(Stored data entries)
— Start —
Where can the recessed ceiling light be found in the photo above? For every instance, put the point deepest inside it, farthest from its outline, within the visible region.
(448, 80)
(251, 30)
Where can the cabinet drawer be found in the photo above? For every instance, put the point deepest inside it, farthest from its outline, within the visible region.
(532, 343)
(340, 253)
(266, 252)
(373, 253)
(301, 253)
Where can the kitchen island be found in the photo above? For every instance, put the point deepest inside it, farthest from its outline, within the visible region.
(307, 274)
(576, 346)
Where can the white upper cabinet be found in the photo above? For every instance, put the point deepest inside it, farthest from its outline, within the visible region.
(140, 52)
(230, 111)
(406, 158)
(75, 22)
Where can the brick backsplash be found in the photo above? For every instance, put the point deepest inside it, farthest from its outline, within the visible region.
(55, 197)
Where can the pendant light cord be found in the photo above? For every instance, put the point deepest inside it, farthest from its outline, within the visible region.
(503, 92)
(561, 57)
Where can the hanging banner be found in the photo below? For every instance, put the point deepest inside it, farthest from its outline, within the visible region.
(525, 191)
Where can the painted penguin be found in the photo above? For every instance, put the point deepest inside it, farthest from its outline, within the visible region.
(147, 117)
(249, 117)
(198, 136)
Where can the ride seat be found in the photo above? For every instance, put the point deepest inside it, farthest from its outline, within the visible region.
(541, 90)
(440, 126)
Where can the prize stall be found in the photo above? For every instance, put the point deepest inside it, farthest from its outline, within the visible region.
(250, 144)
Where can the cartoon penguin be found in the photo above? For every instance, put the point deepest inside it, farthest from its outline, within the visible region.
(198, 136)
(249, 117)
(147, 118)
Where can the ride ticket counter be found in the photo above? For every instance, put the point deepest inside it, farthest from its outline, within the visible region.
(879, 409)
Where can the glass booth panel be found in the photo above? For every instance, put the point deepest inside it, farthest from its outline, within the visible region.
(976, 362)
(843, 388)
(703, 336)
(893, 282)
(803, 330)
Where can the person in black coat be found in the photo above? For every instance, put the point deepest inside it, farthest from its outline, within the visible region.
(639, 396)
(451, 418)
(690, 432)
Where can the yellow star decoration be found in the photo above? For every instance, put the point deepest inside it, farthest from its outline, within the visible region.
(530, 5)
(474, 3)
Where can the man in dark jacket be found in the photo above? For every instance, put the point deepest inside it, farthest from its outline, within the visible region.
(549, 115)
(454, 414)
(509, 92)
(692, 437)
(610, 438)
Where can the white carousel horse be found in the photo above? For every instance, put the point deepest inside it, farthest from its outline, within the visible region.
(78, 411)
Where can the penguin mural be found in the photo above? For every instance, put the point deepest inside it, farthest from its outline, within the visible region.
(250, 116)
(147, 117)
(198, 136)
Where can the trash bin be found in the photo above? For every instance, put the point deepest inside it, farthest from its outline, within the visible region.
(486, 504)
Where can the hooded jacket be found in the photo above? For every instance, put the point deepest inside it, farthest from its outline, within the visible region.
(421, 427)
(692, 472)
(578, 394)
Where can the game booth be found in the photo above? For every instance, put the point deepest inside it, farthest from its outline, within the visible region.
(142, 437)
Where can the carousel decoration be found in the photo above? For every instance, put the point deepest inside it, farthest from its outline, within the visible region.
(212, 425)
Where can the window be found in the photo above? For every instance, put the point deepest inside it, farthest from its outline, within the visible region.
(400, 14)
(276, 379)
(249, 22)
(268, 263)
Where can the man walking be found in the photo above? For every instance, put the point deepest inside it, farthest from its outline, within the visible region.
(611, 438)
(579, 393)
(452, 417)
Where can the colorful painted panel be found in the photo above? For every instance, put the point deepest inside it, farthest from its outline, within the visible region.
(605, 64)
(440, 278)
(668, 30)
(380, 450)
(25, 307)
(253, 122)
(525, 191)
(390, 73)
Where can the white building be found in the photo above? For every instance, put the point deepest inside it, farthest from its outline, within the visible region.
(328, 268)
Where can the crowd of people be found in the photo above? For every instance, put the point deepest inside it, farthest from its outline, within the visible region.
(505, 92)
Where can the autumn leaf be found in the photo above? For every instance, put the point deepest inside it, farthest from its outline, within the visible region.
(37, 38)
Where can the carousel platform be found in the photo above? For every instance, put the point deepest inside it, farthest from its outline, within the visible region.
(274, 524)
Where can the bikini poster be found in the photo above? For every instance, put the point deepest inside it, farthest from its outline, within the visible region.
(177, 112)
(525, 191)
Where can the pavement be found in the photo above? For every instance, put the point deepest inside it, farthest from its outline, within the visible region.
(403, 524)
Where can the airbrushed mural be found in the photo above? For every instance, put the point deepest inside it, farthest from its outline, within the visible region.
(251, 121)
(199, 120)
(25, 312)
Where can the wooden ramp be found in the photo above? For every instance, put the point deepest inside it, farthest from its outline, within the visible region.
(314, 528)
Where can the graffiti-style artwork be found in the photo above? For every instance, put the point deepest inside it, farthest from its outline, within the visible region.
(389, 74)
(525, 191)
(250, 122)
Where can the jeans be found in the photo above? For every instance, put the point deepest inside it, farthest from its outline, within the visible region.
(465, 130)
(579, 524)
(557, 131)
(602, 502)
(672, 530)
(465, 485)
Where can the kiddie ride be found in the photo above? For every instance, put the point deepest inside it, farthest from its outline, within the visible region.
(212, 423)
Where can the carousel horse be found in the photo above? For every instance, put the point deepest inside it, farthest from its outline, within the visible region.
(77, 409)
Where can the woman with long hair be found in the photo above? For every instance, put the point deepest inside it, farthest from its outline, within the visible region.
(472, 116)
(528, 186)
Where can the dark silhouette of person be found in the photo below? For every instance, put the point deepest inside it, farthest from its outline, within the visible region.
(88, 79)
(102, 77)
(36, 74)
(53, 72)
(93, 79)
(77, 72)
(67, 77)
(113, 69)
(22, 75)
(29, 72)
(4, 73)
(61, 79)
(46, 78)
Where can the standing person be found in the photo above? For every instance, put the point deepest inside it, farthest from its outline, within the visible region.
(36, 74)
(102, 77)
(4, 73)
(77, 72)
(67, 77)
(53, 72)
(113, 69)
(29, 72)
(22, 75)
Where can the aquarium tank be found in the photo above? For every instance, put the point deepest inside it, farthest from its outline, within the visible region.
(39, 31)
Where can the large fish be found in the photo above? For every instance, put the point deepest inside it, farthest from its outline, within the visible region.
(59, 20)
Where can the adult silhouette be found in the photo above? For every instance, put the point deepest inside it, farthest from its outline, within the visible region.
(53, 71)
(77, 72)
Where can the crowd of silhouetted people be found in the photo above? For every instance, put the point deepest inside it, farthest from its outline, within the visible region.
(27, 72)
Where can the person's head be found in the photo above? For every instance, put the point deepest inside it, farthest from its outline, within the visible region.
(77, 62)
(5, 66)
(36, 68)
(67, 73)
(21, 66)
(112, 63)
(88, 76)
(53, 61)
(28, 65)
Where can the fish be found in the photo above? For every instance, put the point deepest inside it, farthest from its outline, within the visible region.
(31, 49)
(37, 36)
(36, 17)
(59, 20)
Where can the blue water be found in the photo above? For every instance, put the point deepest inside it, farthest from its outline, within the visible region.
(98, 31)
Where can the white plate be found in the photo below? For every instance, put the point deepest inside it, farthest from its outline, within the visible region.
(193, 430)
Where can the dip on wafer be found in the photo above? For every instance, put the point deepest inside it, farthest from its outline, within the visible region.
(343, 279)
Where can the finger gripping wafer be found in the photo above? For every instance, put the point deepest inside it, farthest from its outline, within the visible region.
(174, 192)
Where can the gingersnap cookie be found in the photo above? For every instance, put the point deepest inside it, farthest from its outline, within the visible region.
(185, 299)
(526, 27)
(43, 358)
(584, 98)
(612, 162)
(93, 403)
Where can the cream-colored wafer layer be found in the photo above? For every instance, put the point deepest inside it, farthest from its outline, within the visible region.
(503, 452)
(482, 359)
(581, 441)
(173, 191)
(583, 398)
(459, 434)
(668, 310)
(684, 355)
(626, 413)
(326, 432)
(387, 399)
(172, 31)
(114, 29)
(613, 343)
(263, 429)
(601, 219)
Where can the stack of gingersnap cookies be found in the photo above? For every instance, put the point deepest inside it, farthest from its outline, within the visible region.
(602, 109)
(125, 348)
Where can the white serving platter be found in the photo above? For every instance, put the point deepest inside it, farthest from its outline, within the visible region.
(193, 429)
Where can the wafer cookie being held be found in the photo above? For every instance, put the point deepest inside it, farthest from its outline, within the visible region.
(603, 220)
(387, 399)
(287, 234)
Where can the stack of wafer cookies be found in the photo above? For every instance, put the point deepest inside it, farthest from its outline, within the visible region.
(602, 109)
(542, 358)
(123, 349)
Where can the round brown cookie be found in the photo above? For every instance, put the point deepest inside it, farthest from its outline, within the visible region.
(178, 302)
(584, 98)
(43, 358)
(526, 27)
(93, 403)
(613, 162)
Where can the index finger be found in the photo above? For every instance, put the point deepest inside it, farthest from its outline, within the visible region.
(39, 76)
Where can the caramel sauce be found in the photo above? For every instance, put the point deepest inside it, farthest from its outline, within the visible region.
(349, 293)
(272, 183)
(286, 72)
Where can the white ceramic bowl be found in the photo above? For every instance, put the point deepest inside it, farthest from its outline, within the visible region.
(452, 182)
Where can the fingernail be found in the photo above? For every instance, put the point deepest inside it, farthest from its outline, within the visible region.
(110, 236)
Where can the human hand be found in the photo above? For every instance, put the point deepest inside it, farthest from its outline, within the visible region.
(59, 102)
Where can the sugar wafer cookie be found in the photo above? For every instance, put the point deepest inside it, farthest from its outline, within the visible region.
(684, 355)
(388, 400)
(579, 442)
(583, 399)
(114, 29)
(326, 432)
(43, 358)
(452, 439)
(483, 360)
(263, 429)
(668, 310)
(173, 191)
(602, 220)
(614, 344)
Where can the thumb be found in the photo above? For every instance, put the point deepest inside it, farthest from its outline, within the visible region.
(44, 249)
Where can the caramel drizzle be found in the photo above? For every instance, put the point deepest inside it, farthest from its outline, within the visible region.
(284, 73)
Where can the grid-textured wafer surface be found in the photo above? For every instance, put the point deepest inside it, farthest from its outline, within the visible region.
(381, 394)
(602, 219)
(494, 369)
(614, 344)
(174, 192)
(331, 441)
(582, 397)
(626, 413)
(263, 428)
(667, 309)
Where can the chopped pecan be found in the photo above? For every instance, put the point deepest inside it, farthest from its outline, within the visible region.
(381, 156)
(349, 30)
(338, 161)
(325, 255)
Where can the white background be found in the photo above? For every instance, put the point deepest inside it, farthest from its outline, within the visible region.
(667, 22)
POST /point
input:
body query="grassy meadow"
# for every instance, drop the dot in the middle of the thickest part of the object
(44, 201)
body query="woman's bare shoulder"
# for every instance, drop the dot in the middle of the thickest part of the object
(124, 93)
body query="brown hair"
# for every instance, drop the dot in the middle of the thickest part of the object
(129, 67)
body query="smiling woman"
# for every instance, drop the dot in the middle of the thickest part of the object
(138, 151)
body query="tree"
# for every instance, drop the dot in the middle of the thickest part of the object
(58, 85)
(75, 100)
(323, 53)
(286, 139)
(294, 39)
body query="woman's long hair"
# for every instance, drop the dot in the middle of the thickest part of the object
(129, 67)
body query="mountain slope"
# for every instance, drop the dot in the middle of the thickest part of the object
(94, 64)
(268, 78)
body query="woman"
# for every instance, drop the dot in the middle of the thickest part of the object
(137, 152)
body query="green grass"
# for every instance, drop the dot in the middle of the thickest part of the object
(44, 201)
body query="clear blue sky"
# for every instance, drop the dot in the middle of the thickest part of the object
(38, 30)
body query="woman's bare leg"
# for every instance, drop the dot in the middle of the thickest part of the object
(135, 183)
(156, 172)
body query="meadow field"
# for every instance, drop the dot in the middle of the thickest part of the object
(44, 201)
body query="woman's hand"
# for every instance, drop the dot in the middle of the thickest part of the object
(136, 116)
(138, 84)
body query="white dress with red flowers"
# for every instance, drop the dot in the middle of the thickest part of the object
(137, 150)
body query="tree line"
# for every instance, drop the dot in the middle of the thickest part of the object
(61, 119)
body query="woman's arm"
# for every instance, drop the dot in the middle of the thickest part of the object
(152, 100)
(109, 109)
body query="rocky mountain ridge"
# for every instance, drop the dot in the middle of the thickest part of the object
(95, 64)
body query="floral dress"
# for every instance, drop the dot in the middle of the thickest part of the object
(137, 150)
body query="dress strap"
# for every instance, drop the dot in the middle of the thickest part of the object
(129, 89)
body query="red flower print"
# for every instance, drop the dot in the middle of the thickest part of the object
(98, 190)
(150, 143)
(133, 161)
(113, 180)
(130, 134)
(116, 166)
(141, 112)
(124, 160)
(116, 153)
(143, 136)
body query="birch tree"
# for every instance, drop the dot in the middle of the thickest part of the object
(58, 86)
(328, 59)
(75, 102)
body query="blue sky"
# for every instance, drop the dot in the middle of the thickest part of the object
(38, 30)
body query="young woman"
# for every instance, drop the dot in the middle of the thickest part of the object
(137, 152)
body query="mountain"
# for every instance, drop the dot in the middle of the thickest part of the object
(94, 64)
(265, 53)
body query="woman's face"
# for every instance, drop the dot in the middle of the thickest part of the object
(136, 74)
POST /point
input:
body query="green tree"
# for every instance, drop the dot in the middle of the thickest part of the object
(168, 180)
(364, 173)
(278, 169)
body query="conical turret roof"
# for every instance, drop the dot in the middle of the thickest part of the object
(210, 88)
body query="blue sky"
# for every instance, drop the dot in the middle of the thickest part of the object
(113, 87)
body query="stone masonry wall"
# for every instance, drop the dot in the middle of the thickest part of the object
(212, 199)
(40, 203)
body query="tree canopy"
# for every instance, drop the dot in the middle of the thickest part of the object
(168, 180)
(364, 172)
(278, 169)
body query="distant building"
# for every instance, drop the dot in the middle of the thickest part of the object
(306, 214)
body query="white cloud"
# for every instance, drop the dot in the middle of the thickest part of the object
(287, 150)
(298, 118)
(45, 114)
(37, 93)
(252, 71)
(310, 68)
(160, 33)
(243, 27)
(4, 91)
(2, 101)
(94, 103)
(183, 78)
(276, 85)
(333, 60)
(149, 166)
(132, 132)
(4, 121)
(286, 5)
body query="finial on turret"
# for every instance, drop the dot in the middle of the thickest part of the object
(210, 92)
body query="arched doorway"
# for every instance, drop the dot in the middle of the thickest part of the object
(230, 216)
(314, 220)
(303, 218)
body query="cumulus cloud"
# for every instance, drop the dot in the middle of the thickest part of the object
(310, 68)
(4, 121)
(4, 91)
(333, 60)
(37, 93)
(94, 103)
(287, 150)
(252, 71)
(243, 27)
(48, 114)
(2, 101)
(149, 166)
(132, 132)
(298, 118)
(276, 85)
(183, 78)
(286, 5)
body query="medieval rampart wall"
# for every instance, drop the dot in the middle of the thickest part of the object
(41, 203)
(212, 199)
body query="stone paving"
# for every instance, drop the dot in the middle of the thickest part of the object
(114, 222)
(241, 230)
— End —
• WHAT THE EXERCISE ASKS
Count the lines in the rows above that contain the word "crowd". Reply with the number only.

• TASK RESPONSE
2